[Data listing]

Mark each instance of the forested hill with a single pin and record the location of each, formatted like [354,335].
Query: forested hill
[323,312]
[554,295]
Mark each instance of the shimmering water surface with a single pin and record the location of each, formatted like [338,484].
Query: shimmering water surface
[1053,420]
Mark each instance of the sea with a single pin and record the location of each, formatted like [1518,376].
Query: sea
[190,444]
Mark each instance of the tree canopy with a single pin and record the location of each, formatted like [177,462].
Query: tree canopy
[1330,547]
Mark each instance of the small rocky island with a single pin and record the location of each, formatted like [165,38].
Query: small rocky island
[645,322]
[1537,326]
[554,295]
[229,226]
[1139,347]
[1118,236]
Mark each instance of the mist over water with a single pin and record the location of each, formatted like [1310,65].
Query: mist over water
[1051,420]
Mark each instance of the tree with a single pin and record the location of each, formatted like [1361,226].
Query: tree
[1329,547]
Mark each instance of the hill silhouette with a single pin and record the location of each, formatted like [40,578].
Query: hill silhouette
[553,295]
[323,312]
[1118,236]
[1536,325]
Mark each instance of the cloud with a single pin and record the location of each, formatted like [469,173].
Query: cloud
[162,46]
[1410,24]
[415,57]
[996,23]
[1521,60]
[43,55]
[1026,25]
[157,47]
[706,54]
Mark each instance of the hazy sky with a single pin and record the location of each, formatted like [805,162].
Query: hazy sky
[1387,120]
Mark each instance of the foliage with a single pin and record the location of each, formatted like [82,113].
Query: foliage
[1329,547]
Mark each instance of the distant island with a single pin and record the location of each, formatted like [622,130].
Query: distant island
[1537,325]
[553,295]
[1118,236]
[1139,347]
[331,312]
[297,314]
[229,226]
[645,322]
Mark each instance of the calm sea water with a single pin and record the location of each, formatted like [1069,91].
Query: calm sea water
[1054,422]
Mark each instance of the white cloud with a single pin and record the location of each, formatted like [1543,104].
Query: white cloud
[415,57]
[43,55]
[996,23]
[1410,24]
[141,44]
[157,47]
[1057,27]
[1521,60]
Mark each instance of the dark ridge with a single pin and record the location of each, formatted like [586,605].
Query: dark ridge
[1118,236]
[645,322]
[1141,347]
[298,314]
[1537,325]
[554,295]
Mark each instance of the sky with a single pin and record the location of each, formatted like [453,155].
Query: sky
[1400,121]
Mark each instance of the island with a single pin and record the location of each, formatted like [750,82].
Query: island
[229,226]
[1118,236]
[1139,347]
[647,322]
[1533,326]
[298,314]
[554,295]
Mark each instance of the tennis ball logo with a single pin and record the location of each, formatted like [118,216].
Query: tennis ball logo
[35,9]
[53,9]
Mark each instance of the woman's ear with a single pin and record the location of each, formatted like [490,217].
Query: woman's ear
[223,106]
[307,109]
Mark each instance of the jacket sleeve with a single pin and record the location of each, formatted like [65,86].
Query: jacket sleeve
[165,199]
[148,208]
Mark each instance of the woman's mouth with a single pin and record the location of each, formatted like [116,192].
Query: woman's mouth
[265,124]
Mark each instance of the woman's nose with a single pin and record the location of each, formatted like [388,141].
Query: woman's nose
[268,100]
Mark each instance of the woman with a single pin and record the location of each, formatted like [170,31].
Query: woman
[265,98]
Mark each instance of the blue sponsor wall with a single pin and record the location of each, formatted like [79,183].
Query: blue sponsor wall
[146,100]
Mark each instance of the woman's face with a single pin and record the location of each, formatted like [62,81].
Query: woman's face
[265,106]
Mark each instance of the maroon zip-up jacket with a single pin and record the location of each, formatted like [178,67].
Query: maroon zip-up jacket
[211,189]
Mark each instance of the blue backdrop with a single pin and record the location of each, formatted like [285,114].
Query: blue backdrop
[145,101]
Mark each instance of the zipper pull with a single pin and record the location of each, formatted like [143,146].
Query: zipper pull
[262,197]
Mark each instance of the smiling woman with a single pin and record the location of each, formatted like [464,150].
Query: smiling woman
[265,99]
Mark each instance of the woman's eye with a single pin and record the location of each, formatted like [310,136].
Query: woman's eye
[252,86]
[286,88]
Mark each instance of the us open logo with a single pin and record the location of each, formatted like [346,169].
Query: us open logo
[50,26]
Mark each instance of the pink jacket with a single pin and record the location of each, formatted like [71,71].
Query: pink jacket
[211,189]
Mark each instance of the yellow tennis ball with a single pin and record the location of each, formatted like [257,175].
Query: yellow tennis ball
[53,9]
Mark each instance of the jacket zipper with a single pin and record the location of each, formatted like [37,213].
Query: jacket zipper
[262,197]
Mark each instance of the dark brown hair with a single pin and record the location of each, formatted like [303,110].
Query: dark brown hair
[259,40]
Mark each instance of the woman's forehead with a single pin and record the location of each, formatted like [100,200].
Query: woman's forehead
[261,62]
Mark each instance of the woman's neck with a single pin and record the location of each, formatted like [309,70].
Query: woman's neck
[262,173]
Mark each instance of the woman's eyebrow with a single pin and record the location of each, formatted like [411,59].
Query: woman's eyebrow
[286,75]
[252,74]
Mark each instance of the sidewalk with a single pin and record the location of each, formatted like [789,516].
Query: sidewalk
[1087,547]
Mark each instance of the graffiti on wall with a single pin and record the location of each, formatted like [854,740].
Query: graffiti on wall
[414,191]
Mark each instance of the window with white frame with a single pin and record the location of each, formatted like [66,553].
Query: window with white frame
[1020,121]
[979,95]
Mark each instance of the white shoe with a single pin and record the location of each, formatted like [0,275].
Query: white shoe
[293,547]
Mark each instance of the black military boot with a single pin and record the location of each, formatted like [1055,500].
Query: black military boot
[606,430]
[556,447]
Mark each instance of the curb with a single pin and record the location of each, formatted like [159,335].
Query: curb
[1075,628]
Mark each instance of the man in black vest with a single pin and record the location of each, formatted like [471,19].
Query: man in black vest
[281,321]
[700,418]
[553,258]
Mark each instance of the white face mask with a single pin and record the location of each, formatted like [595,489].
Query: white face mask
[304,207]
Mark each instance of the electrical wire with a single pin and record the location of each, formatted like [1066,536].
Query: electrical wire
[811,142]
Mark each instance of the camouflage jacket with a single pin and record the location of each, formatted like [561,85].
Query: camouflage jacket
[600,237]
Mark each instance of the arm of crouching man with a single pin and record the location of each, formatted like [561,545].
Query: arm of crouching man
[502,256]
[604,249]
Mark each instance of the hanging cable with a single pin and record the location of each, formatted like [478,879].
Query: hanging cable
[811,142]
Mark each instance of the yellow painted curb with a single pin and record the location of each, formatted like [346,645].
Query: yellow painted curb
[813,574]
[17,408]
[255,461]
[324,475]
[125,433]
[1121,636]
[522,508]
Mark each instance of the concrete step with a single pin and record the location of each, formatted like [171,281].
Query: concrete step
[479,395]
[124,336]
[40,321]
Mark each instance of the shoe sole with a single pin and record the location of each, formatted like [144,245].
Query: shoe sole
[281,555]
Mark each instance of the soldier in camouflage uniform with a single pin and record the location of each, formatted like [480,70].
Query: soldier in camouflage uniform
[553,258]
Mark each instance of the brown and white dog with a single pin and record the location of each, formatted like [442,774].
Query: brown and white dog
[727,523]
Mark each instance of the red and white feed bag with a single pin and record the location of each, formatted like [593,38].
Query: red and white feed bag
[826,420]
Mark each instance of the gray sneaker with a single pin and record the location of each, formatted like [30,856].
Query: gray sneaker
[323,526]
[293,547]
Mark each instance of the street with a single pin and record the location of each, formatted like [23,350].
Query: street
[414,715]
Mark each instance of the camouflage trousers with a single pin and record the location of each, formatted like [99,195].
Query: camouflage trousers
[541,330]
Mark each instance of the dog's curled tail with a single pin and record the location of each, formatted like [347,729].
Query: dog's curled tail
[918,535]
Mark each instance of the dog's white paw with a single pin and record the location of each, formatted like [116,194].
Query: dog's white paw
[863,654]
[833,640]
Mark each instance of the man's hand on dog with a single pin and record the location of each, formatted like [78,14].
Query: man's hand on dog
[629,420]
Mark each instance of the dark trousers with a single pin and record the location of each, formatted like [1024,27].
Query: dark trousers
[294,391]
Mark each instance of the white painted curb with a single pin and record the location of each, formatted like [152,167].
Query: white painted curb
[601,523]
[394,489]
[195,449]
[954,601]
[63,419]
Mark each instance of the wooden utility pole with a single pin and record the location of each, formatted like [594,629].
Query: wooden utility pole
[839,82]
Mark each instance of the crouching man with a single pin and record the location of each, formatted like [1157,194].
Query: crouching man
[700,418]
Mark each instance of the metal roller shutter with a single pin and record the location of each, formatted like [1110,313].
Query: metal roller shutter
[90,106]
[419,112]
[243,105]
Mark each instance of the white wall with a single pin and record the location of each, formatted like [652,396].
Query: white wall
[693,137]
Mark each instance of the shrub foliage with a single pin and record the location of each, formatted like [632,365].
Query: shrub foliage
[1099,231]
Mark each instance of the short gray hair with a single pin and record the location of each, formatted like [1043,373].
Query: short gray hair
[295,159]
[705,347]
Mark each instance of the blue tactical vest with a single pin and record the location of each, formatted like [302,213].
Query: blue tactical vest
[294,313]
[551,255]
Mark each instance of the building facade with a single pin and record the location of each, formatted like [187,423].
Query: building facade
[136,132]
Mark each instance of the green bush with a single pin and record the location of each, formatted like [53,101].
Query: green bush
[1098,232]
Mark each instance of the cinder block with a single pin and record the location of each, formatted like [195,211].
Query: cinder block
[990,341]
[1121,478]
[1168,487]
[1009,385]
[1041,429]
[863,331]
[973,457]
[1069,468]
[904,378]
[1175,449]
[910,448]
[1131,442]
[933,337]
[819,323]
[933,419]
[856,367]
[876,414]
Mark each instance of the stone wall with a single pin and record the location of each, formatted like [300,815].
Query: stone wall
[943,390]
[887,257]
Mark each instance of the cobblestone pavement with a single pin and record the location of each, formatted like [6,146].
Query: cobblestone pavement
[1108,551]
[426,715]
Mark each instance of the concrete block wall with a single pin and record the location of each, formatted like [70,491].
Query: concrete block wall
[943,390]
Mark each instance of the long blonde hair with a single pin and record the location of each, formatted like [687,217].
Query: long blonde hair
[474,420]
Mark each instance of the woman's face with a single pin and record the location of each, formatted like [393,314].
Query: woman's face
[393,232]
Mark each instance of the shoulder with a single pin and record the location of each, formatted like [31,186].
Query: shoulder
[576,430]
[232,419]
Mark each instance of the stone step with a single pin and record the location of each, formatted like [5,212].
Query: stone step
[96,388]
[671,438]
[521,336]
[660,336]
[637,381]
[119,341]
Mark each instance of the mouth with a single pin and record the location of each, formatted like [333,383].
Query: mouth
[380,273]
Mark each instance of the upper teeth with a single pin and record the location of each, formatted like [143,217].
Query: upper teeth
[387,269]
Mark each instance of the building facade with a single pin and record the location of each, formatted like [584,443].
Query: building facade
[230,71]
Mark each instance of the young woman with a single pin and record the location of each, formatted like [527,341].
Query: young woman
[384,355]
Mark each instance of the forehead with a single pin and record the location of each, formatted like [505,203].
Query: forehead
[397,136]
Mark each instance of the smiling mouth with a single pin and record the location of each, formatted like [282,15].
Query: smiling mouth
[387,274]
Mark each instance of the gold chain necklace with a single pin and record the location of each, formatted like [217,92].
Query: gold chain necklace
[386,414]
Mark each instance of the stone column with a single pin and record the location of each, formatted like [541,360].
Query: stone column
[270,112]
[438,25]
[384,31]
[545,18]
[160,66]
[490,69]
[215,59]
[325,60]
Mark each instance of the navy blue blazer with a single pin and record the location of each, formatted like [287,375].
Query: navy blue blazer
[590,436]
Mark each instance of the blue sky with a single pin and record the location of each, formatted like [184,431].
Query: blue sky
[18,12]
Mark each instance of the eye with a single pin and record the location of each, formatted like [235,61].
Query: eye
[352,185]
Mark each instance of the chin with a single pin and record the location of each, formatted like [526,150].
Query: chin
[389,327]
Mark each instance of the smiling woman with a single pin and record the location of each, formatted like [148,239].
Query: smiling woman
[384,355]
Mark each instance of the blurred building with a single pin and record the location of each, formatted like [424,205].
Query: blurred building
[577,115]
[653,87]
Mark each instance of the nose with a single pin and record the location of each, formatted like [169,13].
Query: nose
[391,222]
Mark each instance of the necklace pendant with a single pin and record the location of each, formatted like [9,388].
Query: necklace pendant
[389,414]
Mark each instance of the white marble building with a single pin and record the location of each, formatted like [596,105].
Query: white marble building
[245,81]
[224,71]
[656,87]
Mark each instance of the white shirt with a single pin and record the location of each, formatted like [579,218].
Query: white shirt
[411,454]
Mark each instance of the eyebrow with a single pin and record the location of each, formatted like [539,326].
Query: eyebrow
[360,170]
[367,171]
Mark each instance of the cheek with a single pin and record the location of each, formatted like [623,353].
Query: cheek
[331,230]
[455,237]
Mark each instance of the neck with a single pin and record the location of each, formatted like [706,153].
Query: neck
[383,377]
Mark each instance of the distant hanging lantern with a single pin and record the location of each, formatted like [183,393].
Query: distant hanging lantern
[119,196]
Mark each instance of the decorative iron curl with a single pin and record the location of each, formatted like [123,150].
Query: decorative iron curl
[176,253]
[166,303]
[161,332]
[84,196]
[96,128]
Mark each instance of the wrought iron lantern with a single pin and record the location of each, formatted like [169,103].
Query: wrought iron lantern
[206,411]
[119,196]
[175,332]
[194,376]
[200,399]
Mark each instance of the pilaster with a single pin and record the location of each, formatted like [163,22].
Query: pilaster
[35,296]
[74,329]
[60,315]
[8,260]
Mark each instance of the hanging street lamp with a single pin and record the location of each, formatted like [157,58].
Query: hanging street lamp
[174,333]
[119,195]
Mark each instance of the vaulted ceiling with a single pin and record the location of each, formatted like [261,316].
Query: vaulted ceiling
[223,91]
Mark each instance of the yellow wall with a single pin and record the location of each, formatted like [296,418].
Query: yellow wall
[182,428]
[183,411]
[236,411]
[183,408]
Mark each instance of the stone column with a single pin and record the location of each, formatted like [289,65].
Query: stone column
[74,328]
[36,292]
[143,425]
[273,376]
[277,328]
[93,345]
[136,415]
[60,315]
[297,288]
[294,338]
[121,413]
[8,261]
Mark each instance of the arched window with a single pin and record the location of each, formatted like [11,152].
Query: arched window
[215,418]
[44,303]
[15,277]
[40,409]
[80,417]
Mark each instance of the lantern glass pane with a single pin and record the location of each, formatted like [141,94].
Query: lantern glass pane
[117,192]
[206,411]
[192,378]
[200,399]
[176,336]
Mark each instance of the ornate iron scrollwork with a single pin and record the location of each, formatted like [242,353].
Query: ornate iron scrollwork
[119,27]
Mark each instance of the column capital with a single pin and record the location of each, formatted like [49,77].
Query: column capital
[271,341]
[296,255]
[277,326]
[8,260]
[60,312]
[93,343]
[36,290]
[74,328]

*Goal*.
Give back exactly the lines that run from the line with "Mark each instance of the decorative" through the close of the material, counting both ends, and nothing more.

*Solution to the problem*.
Mark each instance of the decorative iron curl with a single pin and record the location of each, formatted like [123,150].
Query: decorative iron curl
[176,253]
[166,303]
[161,332]
[84,196]
[96,128]
Mark each instance of the wrought iron lantern with a single pin and record the location of each, formatted like [169,103].
Query: wrought iron lantern
[206,411]
[119,196]
[175,332]
[194,376]
[200,399]
Mark each instance of the pilaster with a single pin and record the location of each, formatted like [163,22].
Query: pilaster
[35,296]
[74,329]
[60,315]
[8,260]
Mark each instance of the hanging street lamp with a single pin and record the location of each, formatted like [157,58].
Query: hanging street lamp
[174,333]
[119,195]
Mark each instance of the vaulted ceiling with a single pin and record the location of each, formatted like [261,316].
Query: vaulted ceiling
[223,91]
Mark each instance of the yellow wall with a single pin and record the location of each, formatted like [296,418].
Query: yellow wall
[182,428]
[183,411]
[236,411]
[183,408]
Mark each instance of the stone column with a single pin and record the location of each, formatted like [289,65].
Query: stone column
[74,328]
[36,292]
[143,425]
[273,376]
[277,328]
[93,345]
[136,415]
[60,315]
[297,288]
[294,338]
[121,413]
[8,261]
Mark each instance of the arched window with a single pin and record the location of each, formatted like [11,152].
Query: arched window
[215,418]
[44,303]
[15,277]
[40,409]
[80,417]
Mark each instance of the lantern glass pane with a single pin and record the location of each, formatted like [141,94].
Query: lantern glass pane
[117,192]
[206,411]
[192,378]
[200,399]
[176,336]
Mark each instance of the ornate iron scrollwork with a single pin and record the location of each, formatted like [242,353].
Query: ornate iron scrollwork
[119,27]
Mark each instance of the column capital with a single pin and record the location of each, formatted like [49,77].
Query: column capital
[271,341]
[296,255]
[277,326]
[8,260]
[60,312]
[93,343]
[36,290]
[74,328]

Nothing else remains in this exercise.